++++ Texto proporcionado

Con motivo de la fiesta de Pentecostés en muchos ambientes existe la costumbre de regalar a los demás una estampa, una imagen o una tablilla que recuerda uno u otro de los dones del Espíritu Santo. A muchos puede parecerles un gesto infantil, superfluo y anticuado. Y eso por varias razones. En primer lugar porque la misma palabra ha caído en desuso. Hoy no se habla de dones, sino de regalos. Y aun esa palabra resulta sospechosa. En este mundo, tan marcado por el signo del interés, es muy difícil que alguien regale algo a una persona con el tono de la más exquisita gratuidad. La experiencia ha generado aquel refrán que dice: “El que regala bien vende, si el que lo recibe lo entiende”.

Y si esto pasa en las relaciones humanas, más difícil aún es la reflexión sobre los dones divinos. Hoy hemos caído en la tentación de la autosuficiencia. Pensamos que no necesitamos los dones de Dios, porque nos bastamos a nosotros mismos. Creemos que nuestra astucia, nuestro ingenio o nuestra experiencia nos ayudarán a prevenir los peligros, a evitarlos, a superarlos en el momento oportuno. No es verdad. Accidentes de trabajo o de tráfico, enfermedades imprevistas, abandono de las personas que amábamos, desprecios inexplicables por parte de nuestros colegas y amigos. Todo debería llevarnos a recordar nuestra finitud, por decirlo con una palabra que nos recuerda el pensamiento de Paul Ricoeur.

++++++++
++++ Datos proporcionados

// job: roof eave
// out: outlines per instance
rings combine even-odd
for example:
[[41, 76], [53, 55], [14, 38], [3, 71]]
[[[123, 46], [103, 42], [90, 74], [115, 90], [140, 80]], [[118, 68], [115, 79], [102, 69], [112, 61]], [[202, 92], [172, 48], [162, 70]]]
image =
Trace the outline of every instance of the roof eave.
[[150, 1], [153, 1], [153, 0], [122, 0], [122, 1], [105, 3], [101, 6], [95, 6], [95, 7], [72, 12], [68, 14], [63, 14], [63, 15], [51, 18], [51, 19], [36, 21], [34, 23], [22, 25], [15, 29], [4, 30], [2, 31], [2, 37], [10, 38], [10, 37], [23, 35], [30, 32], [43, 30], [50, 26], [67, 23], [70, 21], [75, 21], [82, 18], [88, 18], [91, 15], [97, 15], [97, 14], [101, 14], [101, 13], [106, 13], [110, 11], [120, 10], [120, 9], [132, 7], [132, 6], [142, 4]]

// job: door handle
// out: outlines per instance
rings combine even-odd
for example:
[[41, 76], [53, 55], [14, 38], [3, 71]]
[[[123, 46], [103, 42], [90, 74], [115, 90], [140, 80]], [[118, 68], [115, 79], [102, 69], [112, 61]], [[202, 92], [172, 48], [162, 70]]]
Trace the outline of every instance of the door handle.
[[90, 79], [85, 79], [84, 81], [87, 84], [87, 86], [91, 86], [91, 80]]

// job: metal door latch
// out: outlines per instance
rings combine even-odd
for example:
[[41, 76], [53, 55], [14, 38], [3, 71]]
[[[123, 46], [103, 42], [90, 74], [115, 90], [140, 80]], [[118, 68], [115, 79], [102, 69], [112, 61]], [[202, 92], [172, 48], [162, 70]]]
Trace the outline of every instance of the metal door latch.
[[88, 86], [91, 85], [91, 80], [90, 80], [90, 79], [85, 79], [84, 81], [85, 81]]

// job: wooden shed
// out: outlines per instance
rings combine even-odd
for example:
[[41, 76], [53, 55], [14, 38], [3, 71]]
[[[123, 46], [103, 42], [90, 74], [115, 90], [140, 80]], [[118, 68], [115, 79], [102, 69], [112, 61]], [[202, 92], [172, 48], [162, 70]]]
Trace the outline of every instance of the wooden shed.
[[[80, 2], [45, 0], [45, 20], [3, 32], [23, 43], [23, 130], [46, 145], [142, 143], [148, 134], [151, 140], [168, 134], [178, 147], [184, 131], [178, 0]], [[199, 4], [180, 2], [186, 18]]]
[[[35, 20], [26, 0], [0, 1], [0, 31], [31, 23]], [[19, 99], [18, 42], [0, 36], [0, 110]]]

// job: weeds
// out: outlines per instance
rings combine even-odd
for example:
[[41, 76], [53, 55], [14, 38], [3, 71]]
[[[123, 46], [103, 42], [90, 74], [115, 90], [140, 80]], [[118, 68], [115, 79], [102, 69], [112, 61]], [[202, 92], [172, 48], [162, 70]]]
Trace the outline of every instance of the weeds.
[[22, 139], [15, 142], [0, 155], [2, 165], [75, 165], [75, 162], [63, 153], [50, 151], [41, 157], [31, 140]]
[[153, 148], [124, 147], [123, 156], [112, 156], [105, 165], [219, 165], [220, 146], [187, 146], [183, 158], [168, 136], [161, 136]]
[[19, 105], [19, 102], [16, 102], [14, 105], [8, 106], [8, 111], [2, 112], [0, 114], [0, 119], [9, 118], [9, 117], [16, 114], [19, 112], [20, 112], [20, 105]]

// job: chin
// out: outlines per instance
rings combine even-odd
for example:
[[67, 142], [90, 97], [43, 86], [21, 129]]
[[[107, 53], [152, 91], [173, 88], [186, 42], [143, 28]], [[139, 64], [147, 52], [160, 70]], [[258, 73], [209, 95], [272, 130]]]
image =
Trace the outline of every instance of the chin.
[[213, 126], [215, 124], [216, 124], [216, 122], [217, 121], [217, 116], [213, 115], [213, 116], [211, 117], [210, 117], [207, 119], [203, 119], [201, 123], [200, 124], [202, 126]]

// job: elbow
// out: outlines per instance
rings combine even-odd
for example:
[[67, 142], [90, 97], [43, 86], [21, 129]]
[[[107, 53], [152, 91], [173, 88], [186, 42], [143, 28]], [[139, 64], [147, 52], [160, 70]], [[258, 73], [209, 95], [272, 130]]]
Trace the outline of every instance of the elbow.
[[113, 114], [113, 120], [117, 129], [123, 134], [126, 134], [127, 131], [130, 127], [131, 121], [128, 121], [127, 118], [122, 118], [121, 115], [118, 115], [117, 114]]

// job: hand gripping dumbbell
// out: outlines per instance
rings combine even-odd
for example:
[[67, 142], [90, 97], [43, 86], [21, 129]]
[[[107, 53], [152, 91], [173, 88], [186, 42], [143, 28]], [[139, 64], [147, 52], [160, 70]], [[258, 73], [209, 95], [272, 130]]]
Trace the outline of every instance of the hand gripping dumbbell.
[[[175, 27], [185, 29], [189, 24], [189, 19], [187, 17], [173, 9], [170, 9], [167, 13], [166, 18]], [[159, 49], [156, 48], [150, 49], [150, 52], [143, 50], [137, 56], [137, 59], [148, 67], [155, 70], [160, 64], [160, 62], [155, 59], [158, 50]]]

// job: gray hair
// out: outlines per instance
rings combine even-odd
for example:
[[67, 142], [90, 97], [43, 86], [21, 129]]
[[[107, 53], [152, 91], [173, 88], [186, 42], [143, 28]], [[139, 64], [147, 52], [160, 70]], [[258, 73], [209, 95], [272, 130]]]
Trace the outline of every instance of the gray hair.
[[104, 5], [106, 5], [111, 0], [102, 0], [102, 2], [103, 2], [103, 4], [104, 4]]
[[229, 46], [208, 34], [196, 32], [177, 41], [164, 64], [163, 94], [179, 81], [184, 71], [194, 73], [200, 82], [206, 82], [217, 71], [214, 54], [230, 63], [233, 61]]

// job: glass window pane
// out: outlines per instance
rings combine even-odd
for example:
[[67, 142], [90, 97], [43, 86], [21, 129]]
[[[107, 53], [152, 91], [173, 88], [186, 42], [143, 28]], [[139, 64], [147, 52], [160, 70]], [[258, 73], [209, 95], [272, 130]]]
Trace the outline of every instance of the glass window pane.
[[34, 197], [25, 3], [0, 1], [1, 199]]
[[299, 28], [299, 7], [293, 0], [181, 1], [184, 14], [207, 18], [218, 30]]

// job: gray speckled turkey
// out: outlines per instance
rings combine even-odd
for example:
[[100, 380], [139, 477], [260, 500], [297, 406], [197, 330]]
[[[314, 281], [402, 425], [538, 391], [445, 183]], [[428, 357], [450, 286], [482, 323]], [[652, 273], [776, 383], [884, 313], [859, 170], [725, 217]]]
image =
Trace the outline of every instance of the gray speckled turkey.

++++++++

# [Descripción del ejercicio]
En el texto sobre los dones del Espíritu Santo, ¿qué palabra se usa hoy en lugar de "dones"?

# [Resultado]
Hoy se habla de regalos.